### Task to carry out
Take the records below from their first line through the line holding "One point goes on every instance of the vegetable", and set each of those lines down exactly, without pictures.

### Task material
= = = = = = =
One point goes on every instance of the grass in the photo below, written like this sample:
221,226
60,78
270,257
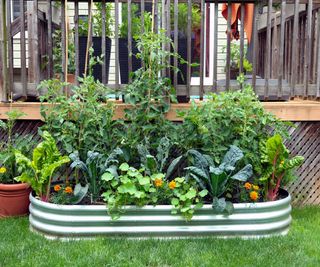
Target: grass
20,247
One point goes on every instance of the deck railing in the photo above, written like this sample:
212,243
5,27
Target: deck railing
284,48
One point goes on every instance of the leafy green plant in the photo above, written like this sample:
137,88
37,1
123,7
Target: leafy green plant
45,161
129,187
157,163
279,166
134,187
66,195
150,93
235,57
25,143
94,166
213,178
185,197
80,122
229,118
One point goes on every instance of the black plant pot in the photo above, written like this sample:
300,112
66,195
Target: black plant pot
97,47
124,57
182,74
183,52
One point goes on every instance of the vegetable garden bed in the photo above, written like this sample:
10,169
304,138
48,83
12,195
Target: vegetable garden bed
249,220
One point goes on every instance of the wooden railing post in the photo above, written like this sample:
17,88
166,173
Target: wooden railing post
33,43
3,54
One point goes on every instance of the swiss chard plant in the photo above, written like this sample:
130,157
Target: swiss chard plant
214,178
229,118
278,166
39,170
25,143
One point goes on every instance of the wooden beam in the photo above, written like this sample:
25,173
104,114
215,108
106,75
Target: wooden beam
287,111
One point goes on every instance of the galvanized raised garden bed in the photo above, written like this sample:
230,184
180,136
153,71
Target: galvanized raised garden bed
74,221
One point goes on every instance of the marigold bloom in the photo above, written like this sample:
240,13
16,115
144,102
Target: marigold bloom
68,190
3,170
255,187
254,195
172,185
247,186
158,182
57,188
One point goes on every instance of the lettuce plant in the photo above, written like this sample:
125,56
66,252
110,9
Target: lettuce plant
38,171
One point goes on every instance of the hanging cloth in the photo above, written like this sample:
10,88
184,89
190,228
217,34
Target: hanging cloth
236,15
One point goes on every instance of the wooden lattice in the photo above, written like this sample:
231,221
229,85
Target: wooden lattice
305,141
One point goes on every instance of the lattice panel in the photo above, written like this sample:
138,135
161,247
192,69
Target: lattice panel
305,141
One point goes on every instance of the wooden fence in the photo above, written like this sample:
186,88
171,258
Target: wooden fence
284,52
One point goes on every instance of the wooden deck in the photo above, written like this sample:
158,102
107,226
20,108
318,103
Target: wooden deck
296,110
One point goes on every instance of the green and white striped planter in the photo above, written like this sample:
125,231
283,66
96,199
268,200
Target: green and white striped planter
249,220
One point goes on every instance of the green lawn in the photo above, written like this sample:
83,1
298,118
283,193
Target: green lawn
19,247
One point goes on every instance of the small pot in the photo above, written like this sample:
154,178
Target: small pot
14,199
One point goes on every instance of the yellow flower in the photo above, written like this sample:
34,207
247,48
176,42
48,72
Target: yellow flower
254,195
247,186
255,187
172,185
68,190
57,188
158,182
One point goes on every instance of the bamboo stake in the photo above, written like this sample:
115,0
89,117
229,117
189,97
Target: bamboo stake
88,39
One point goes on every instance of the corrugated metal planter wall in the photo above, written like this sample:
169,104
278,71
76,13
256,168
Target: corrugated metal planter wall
248,220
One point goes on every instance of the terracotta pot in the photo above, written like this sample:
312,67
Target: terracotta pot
14,199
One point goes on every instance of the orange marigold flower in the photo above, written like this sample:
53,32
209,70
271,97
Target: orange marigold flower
247,186
158,182
68,190
57,188
172,185
255,187
254,195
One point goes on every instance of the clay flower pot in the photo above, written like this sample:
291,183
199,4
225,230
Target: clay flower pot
14,199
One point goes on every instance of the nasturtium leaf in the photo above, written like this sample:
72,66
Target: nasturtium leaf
203,193
191,193
175,201
124,167
107,177
144,180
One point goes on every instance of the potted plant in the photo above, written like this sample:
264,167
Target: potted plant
38,171
96,41
123,40
14,197
235,61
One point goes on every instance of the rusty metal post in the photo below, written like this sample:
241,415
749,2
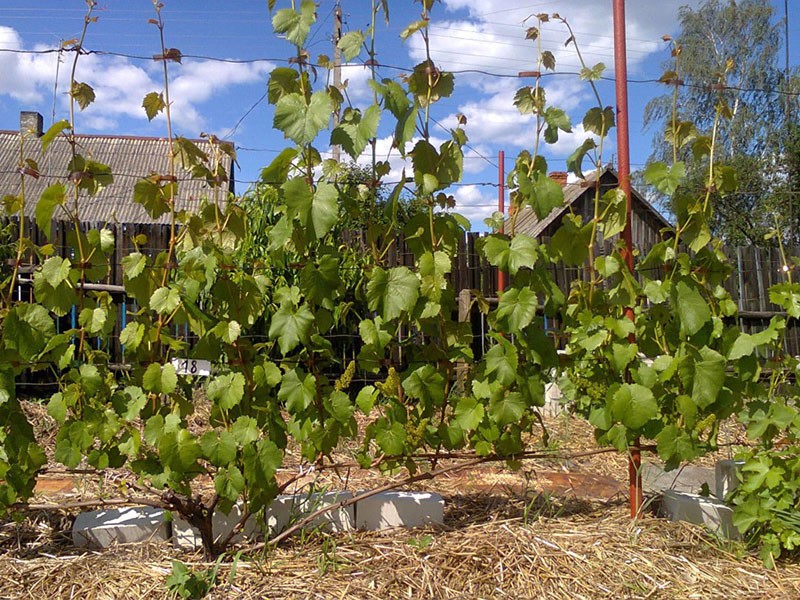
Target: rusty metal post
501,207
623,154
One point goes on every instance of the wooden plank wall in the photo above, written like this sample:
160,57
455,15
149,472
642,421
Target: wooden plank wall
754,270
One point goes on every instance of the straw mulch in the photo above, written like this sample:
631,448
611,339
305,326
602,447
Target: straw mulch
553,529
491,547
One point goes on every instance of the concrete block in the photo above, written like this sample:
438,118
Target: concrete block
726,473
687,478
290,508
553,405
103,528
399,509
188,537
700,510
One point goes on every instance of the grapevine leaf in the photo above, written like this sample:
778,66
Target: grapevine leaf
226,390
301,122
82,93
709,376
291,325
350,44
297,393
295,25
160,379
219,447
507,409
392,292
391,440
153,104
52,196
692,308
633,405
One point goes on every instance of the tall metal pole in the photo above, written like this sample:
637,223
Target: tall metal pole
624,157
501,207
337,68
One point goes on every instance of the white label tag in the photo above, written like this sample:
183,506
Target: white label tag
192,366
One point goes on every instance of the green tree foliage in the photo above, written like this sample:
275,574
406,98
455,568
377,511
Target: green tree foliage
726,55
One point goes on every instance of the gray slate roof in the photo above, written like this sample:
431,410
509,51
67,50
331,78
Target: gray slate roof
529,223
130,159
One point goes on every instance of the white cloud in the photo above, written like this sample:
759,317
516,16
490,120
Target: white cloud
120,84
476,203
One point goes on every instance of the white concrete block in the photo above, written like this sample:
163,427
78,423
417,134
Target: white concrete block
186,536
399,509
290,508
700,510
552,401
726,474
103,528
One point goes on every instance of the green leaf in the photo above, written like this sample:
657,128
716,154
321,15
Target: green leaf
160,379
392,292
55,270
547,195
291,325
93,319
391,440
324,209
153,197
355,131
575,160
509,408
502,360
599,121
301,122
245,430
165,300
433,268
82,93
27,329
517,307
229,483
709,375
54,195
556,120
295,25
429,84
52,133
692,309
743,346
366,399
340,406
228,331
179,450
633,405
469,413
350,44
665,179
425,384
153,104
297,393
226,390
219,447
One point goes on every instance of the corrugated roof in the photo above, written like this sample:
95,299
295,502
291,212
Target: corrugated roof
130,159
529,223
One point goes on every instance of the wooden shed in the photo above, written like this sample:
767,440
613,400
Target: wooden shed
131,158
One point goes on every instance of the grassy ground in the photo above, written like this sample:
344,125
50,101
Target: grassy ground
552,529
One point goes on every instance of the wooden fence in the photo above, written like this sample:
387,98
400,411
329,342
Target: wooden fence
754,271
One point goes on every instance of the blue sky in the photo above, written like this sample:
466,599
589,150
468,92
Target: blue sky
222,90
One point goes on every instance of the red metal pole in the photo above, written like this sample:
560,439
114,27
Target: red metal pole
501,207
623,153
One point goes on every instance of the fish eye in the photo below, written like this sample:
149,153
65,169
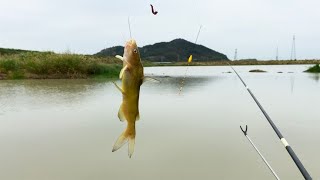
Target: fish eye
135,51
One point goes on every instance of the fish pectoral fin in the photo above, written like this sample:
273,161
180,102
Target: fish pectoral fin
119,88
151,79
122,59
121,114
122,71
119,57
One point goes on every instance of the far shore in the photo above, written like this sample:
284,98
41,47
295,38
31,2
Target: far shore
239,62
48,65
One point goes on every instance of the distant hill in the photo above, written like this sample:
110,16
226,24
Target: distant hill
175,50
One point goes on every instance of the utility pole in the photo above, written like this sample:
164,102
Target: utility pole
293,49
235,54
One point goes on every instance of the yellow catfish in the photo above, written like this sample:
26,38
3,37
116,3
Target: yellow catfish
132,78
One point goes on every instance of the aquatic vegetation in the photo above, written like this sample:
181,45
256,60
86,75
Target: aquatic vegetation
257,70
313,69
45,65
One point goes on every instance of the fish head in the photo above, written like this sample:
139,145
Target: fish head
131,52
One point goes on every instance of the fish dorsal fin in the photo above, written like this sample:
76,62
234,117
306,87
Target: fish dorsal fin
123,59
122,71
150,79
121,114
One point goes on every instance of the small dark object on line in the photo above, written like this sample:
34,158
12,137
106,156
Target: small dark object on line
153,11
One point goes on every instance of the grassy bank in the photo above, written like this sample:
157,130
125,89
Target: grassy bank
48,65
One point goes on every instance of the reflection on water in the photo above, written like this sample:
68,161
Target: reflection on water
314,76
65,129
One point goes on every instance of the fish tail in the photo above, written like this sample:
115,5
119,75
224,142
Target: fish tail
127,136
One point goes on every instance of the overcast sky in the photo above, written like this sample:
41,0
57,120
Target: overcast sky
255,27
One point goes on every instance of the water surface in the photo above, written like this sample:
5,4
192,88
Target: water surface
65,129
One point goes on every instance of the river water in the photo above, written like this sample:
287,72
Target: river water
65,129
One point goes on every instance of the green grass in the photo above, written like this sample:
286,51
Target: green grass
50,65
313,69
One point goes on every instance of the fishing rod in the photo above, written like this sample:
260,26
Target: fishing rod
189,60
293,155
245,132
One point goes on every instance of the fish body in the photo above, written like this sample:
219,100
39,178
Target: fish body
132,78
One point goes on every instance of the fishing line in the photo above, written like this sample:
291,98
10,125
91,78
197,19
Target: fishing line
129,26
245,132
189,61
294,157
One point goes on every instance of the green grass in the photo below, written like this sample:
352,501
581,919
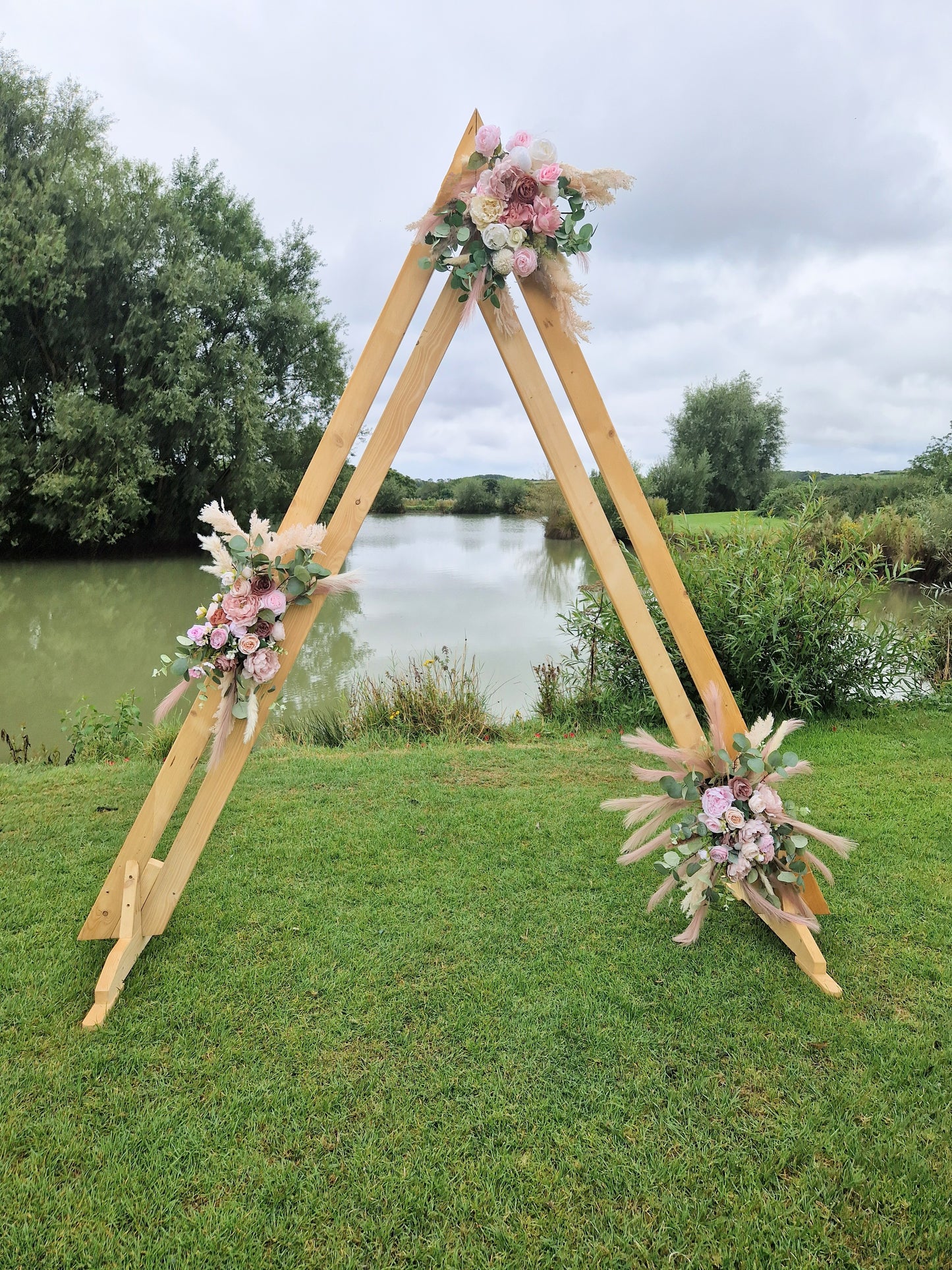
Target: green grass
410,1012
716,522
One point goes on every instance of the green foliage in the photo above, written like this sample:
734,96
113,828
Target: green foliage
441,696
96,734
156,348
472,497
789,620
727,442
390,498
511,494
936,461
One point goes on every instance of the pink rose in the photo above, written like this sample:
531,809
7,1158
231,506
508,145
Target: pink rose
524,262
734,818
766,799
263,664
741,789
546,216
716,800
517,214
240,608
276,600
486,141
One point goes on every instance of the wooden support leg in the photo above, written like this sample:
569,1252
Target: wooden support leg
801,944
328,461
130,944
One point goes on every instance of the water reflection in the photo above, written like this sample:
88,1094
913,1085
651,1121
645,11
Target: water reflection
98,629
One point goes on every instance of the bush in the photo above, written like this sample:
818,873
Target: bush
441,696
511,496
472,497
789,621
390,497
683,480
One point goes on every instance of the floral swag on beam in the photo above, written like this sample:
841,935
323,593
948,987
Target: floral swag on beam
737,837
524,215
238,641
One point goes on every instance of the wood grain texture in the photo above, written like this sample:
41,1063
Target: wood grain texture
603,548
309,502
347,520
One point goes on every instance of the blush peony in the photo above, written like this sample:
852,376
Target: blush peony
263,664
= = = = = = =
### Response to the task
One point goes on every instance of the grass in the photo below, written like this sample:
221,226
60,78
270,257
Target: grass
20,247
One point goes on every instance of the deck railing in the photo above, written like this sample:
212,243
5,27
Target: deck railing
284,48
One point goes on every instance of the leafy green plant in the photo above, written like this sample:
137,88
37,1
123,7
Target: leafy green plant
45,161
129,187
157,163
279,166
134,187
66,195
150,93
235,57
25,143
94,166
213,178
185,197
80,122
229,118
One point goes on every instance of the black plant pot in the photo above, written like this sample:
300,112
66,195
Target: black plant pot
97,47
124,57
182,74
183,52
One point goes on every instance of the vegetable garden bed in the photo above, written like this sample:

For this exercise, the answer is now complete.